Task prompt: Everything from the line containing "Each instance of the knuckle" to the final line of the records below should be given again exactly, and nothing else.

Data supplied:

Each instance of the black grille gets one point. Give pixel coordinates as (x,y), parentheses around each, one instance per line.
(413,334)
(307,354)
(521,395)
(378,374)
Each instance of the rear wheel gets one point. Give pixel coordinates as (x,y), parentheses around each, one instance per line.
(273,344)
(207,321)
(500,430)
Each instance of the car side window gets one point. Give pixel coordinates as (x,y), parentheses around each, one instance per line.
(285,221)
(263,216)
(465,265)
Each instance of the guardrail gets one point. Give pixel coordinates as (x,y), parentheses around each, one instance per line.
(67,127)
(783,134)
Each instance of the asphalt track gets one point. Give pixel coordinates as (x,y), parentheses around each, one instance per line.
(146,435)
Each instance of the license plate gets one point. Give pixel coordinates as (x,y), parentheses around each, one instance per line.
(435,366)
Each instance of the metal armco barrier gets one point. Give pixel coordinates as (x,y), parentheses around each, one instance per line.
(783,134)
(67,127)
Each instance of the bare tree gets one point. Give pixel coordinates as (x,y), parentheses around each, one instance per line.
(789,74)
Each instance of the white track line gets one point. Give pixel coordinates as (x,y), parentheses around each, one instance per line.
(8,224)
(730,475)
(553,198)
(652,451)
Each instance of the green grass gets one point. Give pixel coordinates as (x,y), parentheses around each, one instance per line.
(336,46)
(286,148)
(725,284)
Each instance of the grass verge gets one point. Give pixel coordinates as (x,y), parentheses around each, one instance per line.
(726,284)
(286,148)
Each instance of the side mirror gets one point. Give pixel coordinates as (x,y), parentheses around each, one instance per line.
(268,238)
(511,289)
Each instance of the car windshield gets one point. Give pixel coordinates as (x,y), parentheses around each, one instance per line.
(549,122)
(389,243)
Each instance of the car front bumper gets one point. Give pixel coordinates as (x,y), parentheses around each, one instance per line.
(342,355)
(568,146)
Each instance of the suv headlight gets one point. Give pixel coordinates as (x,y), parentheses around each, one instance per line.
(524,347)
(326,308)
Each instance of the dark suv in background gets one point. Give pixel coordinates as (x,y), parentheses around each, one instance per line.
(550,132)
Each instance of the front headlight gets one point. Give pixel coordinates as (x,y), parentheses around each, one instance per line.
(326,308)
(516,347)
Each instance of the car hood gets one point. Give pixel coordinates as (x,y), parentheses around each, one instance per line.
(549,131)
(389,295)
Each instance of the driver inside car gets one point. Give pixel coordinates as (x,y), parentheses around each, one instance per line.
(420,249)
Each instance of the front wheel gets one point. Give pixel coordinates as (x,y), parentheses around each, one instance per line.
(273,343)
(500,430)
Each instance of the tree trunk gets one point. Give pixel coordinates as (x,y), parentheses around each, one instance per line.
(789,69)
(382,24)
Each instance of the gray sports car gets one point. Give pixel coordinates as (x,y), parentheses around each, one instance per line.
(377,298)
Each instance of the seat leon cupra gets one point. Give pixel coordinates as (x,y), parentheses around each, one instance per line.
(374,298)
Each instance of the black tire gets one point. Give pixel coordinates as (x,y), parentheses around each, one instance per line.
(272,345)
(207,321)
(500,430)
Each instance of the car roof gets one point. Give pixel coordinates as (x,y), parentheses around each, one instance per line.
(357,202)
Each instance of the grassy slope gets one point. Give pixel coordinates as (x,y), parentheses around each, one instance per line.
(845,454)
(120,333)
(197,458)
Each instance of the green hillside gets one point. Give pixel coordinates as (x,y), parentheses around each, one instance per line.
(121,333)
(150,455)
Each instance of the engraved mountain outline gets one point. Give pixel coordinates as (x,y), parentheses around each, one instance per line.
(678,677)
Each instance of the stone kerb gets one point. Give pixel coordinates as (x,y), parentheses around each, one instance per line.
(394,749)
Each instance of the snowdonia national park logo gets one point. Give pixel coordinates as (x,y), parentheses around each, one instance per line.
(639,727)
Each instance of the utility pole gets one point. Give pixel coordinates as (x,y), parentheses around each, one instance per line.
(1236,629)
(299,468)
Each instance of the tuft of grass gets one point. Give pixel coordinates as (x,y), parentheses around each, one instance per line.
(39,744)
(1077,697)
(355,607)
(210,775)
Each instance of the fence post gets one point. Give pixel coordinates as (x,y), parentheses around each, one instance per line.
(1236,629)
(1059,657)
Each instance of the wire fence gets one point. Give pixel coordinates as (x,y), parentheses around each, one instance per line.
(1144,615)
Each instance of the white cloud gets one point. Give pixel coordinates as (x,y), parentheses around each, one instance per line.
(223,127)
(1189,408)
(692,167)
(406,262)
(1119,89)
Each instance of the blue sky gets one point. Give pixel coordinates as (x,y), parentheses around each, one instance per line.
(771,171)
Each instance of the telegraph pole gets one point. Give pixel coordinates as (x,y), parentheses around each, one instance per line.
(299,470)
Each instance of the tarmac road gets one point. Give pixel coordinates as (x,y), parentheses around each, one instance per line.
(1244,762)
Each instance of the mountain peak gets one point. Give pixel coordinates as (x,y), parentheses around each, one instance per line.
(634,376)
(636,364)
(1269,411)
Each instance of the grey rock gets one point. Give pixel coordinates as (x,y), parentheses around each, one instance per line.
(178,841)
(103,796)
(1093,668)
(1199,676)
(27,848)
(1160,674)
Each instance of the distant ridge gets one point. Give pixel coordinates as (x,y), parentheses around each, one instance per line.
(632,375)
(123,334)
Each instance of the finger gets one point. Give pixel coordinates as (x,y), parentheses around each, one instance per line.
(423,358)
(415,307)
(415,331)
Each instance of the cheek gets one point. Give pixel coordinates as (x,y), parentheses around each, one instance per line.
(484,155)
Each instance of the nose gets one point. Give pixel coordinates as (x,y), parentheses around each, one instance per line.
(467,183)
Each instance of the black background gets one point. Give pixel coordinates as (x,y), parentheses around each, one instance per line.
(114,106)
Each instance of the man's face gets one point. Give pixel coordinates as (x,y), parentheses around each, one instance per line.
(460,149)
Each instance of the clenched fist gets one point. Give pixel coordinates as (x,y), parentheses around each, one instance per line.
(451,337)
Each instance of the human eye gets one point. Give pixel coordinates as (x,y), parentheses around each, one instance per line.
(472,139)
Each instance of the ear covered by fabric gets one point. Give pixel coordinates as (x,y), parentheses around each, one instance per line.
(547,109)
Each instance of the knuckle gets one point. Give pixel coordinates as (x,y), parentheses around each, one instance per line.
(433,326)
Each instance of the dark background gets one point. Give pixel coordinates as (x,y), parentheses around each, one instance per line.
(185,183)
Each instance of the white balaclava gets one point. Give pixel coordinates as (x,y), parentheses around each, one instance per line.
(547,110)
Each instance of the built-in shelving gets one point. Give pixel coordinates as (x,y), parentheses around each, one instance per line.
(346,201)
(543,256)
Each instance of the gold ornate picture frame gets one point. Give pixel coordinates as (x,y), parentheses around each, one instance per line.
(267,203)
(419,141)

The answer:
Each instance of the knuckle gets one point. Give pixel coordinates as (x,y), parentheses around each, one instance per line.
(433,326)
Each instance of the dark background gets one point. Give pixel coordinates as (x,y), parentheses around each, one instance per line.
(185,183)
Each instance of the white balaclava gets one point. Give pixel coordinates as (x,y), parentheses around each, one instance per line.
(547,110)
Each instance of the built-in shelving gets one point. Give pixel coordinates as (x,y), parentheses around each, one instance per line.
(346,201)
(543,256)
Each instance of the gold ornate picture frame gets one point. Give pixel coordinates as (x,y), parentheses around each, one instance per line.
(267,203)
(419,141)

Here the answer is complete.